_DATA TO USE:_

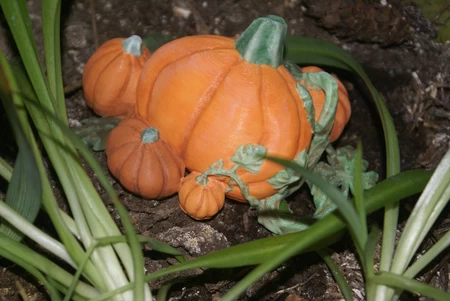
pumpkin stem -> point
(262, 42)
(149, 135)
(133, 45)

--

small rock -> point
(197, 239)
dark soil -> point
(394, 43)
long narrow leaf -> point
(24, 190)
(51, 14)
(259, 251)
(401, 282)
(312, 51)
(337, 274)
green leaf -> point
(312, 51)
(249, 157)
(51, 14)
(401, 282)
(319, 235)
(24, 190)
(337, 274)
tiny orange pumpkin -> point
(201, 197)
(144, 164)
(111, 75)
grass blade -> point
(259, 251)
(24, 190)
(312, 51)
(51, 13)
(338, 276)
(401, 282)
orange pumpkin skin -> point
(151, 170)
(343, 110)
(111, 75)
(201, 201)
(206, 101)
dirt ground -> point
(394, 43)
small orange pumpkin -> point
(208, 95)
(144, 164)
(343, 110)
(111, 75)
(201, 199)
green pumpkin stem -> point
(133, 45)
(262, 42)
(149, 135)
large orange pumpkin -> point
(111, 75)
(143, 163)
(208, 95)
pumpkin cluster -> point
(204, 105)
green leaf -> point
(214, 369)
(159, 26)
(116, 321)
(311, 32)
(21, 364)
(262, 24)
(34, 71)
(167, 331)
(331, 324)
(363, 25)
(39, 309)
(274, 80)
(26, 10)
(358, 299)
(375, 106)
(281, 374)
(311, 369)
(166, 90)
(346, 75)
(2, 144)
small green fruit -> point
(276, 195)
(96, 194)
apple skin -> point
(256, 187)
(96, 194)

--

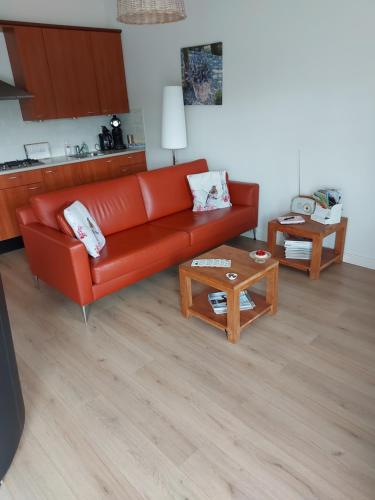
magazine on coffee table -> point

_EXERCISE REQUIREMENTS:_
Select every line of the records that contains the word "pumpkin" and copy those lines.

_FINISHED TASK:_
pumpkin stem -> point
tiny orange pumpkin -> point
orange pumpkin skin -> point
small orange pumpkin -> point
green pumpkin stem -> point
large orange pumpkin -> point
pumpkin cluster -> point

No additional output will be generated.